Information supplied:
=====

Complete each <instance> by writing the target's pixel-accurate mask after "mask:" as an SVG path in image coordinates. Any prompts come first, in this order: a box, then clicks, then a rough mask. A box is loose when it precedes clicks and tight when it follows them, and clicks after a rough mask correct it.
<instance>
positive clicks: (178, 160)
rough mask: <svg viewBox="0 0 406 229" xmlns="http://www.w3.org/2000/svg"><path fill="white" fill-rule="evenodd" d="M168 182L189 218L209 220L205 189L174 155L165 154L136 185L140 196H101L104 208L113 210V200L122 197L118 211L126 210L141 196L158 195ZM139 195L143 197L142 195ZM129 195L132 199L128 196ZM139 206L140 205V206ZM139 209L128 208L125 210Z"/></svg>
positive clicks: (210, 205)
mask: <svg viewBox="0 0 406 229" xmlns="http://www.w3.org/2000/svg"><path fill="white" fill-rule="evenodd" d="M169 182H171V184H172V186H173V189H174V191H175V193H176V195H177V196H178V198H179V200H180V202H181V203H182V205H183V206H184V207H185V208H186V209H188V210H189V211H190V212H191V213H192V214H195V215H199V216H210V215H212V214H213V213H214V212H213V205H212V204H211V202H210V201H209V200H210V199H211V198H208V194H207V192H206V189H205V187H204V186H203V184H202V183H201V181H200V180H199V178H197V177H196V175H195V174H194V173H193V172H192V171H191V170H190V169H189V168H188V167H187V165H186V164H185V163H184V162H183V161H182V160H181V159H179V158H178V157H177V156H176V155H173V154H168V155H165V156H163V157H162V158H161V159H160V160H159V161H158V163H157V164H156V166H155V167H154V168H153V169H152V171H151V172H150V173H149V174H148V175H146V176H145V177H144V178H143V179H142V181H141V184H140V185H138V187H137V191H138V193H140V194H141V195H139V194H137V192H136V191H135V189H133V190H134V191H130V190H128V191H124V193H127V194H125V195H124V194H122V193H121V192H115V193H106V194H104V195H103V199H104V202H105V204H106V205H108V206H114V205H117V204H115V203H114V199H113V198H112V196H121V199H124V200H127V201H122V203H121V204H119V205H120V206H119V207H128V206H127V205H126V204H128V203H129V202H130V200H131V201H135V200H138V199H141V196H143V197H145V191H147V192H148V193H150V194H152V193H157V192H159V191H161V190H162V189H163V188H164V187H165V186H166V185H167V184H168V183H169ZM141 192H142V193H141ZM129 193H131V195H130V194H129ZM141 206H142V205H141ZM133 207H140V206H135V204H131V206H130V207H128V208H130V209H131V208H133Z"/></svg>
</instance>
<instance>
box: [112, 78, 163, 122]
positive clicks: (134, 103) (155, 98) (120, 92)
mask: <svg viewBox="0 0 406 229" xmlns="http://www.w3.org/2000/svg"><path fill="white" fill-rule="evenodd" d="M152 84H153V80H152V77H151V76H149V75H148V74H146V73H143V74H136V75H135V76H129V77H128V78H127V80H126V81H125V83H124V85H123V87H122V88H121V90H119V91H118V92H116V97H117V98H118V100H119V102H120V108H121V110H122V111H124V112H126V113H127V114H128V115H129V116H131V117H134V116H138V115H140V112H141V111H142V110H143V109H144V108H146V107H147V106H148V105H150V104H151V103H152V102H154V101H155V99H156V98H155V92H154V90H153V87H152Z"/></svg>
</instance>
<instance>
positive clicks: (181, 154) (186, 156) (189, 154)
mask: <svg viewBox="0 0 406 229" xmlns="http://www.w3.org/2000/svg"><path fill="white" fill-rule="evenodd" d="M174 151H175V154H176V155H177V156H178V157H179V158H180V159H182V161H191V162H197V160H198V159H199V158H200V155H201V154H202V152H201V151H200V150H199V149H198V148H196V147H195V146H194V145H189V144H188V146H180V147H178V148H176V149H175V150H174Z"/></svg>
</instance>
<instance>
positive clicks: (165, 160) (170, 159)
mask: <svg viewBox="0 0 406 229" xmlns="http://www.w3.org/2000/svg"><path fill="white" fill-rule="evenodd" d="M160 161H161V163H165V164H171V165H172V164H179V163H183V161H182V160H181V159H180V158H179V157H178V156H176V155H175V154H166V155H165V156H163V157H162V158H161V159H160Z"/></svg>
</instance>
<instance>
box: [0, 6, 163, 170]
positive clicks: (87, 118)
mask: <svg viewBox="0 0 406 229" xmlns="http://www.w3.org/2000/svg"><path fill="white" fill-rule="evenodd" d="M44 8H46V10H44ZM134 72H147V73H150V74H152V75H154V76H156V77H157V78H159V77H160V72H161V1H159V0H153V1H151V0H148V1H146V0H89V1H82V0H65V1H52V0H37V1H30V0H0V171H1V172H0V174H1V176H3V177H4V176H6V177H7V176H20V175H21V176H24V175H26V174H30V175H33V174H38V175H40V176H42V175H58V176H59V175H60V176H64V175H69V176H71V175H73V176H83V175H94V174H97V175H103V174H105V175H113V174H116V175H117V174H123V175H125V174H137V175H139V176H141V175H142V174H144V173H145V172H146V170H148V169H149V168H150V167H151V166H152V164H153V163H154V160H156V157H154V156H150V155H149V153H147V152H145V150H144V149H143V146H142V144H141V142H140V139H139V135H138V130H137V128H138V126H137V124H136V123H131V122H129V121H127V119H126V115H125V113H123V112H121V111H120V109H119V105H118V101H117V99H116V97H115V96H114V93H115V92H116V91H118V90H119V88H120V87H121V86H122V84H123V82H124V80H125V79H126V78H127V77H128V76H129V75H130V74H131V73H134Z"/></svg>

=====

Give again, word for word, every line of the listing above from the one with "positive clicks: (178, 160)" to the one with "rough mask: <svg", both inclusive, and nothing beyond them.

positive clicks: (178, 160)
rough mask: <svg viewBox="0 0 406 229" xmlns="http://www.w3.org/2000/svg"><path fill="white" fill-rule="evenodd" d="M168 182L189 218L209 220L205 189L174 155L165 154L136 185L140 196H101L104 208L113 210V200L122 197L118 211L126 210L141 196L158 195ZM139 195L143 197L142 195ZM129 195L132 199L128 196ZM139 206L140 205V206ZM139 209L128 208L125 210Z"/></svg>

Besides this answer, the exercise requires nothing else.